• **Extrait fourni**
+--

CA Lyon, ch. soc., 29 mai 1996, n° 9404901

LYON

Arrêt

Confirmation

PARTIES

Demandeur :

Henry Blue Spencer's (SA)

Défendeur :

Payet

COMPOSITION DE LA JURIDICTION

Président :

M. Chauvire

Conseillers :

M. Simon, Mme Meallonnier

Avocats :

Mes Aguera, Brochard, Ducroux.

Cons. prud'h. Lyon, sect. encadr., du 23…

23 juin 1994

FAITS, PROCEDURE, MOYENS ET PRETENTIONS DES PARTIES :

Monsieur Payet Roland a été embauché par la SARL des Etablissements Henry transformée ultérieurement en SA distributeur de vêtements, en qualité de VRP multicartes, à compter du 1er décembre 1990 aux fins de prospecter une clientèle de détaillants en vue du placement d'articles "sportwear et jeannerie" dans un secteur comptant dix-huit départements. Monsieur Payet Roland a démissionné, le 6 juillet 1992, à effet le 6 septembre 1992, "devant le problème géographique" et a " cédé " son secteur à un successeur en accord avec son employeur.

+--

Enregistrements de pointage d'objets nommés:
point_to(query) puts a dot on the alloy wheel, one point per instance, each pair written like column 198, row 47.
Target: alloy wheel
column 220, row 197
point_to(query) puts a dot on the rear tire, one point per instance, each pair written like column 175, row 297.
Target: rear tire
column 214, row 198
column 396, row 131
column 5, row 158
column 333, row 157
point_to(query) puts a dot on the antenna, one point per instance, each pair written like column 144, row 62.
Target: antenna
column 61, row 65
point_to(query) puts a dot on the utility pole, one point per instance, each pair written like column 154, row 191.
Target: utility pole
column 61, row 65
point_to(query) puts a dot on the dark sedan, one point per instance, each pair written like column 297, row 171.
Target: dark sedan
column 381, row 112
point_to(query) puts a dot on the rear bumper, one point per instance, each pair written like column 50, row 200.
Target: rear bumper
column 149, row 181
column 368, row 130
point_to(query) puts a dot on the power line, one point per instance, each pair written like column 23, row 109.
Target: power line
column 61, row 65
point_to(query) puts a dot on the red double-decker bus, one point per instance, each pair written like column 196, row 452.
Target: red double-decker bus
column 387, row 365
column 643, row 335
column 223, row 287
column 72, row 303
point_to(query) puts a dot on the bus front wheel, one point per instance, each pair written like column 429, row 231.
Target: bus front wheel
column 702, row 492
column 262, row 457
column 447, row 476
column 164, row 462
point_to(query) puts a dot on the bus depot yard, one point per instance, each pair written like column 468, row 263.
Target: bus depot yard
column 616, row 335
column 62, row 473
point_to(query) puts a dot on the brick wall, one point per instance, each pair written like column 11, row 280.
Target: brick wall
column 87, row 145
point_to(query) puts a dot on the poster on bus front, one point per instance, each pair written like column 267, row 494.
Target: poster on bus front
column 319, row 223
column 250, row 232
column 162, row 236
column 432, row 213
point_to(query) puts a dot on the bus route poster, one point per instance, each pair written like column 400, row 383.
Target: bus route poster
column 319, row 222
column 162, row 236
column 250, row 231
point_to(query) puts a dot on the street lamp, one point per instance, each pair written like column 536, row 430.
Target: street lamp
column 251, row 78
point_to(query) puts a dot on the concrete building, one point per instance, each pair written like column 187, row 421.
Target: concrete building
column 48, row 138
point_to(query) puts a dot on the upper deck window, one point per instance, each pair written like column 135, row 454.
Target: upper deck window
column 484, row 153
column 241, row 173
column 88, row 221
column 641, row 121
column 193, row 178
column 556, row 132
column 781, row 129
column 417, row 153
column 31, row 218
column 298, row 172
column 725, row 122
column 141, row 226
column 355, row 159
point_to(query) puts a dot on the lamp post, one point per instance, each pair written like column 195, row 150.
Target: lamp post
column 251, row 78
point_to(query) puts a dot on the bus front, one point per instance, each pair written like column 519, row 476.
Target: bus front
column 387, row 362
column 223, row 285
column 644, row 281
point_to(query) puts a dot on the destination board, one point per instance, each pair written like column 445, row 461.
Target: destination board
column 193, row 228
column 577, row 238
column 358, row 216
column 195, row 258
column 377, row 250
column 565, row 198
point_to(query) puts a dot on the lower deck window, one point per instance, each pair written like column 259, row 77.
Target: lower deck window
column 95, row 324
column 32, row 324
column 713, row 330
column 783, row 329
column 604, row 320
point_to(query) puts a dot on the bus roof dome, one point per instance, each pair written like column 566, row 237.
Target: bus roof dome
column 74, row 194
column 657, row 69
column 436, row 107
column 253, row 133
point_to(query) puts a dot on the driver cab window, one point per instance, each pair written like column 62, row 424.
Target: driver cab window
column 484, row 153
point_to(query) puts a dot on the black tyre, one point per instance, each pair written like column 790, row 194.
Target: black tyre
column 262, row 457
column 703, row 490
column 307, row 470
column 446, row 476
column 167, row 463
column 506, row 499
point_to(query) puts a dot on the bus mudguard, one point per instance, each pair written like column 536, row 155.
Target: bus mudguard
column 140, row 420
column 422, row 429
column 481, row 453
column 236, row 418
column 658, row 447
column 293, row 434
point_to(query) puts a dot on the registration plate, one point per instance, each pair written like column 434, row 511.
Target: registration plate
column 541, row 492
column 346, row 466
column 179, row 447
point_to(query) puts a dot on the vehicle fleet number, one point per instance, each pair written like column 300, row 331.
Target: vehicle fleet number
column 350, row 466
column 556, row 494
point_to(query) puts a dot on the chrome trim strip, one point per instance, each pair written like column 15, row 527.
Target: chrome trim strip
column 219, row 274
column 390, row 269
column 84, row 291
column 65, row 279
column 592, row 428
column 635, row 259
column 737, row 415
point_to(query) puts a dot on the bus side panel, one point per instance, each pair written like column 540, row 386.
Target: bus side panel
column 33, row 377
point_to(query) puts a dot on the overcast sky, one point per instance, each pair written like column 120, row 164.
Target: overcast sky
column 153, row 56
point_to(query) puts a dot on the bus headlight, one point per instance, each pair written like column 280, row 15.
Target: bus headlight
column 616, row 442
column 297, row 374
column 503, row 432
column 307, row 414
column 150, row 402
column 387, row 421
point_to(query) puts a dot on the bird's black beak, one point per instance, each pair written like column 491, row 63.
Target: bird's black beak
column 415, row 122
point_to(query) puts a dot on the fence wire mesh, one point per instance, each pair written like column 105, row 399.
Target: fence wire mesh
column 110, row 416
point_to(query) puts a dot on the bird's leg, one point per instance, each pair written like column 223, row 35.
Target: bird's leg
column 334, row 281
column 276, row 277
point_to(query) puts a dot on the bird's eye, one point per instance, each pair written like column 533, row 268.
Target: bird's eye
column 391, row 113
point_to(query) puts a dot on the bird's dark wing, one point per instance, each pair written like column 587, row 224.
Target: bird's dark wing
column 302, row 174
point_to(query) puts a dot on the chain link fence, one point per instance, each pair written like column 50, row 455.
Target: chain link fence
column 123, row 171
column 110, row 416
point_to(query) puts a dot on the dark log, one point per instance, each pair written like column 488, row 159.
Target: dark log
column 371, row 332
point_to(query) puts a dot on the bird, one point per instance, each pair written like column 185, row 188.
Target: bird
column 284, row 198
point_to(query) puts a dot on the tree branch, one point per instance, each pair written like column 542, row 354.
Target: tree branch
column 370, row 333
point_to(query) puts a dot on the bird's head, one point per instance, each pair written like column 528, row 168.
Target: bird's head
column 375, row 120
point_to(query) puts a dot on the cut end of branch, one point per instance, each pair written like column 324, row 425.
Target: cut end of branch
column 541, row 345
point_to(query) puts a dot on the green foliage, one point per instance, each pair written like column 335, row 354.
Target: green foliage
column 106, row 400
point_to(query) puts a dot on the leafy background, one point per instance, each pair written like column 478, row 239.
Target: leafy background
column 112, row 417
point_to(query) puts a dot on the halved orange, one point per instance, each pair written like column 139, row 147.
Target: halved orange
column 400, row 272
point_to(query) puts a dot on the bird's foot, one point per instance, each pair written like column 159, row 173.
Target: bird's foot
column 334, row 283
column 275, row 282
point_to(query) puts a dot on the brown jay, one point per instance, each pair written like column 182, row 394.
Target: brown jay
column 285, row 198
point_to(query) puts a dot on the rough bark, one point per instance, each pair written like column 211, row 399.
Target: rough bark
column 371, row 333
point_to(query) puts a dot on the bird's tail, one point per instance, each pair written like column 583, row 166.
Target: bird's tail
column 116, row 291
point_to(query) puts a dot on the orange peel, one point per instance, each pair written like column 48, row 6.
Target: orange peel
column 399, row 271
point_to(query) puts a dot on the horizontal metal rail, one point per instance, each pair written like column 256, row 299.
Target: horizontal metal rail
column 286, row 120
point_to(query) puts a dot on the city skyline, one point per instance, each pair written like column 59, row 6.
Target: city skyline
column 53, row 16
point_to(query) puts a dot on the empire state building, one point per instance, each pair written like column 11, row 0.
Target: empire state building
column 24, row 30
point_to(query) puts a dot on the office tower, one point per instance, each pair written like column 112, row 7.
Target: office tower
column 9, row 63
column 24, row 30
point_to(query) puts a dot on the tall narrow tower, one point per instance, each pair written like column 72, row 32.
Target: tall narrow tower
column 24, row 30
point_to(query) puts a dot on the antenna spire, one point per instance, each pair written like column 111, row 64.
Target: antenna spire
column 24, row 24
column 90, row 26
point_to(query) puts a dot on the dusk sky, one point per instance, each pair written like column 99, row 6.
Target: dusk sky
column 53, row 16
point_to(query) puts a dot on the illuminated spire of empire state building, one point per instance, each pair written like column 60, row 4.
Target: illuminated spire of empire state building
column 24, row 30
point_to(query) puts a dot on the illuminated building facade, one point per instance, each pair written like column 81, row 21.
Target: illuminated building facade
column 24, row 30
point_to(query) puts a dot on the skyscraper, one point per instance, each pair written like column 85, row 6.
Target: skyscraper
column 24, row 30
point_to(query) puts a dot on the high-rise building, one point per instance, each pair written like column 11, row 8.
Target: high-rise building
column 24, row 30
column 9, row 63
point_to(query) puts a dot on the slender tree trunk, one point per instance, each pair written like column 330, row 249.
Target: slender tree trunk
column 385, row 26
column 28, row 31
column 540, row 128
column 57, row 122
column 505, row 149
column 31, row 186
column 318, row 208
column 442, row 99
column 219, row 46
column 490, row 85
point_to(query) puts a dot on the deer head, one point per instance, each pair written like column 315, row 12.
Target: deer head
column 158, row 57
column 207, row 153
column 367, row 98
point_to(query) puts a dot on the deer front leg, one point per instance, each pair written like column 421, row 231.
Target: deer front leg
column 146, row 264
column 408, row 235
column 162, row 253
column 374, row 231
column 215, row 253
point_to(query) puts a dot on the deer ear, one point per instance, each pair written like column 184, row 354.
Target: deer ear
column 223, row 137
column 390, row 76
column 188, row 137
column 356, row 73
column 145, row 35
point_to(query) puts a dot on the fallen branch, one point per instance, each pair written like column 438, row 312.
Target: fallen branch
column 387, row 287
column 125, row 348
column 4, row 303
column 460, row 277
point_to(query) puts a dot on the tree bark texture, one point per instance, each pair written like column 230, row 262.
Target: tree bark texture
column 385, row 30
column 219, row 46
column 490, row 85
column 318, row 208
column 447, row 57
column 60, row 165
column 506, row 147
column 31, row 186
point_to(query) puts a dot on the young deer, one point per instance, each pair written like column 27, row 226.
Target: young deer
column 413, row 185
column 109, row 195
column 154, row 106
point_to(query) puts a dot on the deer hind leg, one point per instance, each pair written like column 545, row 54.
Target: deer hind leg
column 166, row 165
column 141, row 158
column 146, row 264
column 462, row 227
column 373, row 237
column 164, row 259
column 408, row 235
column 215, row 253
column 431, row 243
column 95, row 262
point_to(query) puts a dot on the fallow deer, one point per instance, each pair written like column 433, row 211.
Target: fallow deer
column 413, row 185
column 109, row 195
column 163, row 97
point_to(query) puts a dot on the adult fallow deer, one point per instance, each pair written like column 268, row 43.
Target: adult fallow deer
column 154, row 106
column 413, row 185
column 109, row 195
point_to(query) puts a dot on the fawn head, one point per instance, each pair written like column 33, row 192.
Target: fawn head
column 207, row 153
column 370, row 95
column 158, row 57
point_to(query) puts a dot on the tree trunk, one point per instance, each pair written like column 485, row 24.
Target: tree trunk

+--

• **Consigne A**
Recopiez dans l'extrait fourni le passage qui commence aux mots « M. Simon, Mme » et s'arrête après les mots « avec son employeur. ».
• **Consigne B**
Donnez, s'il vous plaît, sous forme de liste JSON de chaînes, une chaîne par ligne et sans les lignes vides, les lignes des enregistrements qui commencent à celle contenant « point_to(query) puts a dot on the leafy » et s'arrêtent après celle contenant « column 285, row 198 ».

• **Résultat A**
M. Simon, Mme Meallonnier

Avocats :

Mes Aguera, Brochard, Ducroux.

Cons. prud'h. Lyon, sect. encadr., du 23…

23 juin 1994

FAITS, PROCEDURE, MOYENS ET PRETENTIONS DES PARTIES :

Monsieur Payet Roland a été embauché par la SARL des Etablissements Henry transformée ultérieurement en SA distributeur de vêtements, en qualité de VRP multicartes, à compter du 1er décembre 1990 aux fins de prospecter une clientèle de détaillants en vue du placement d'articles "sportwear et jeannerie" dans un secteur comptant dix-huit départements. Monsieur Payet Roland a démissionné, le 6 juillet 1992, à effet le 6 septembre 1992, "devant le problème géographique" et a " cédé " son secteur à un successeur en accord avec son employeur.

• **Résultat B**
[
  "point_to(query) puts a dot on the leafy background, one point per instance, each pair written like column 478, row 239.",
  "Target: leafy background",
  "column 112, row 417",
  "point_to(query) puts a dot on the halved orange, one point per instance, each pair written like column 139, row 147.",
  "Target: halved orange",
  "column 400, row 272",
  "point_to(query) puts a dot on the bird's foot, one point per instance, each pair written like column 159, row 173.",
  "Target: bird's foot",
  "column 334, row 283",
  "column 275, row 282",
  "point_to(query) puts a dot on the brown jay, one point per instance, each pair written like column 182, row 394.",
  "Target: brown jay",
  "column 285, row 198"
]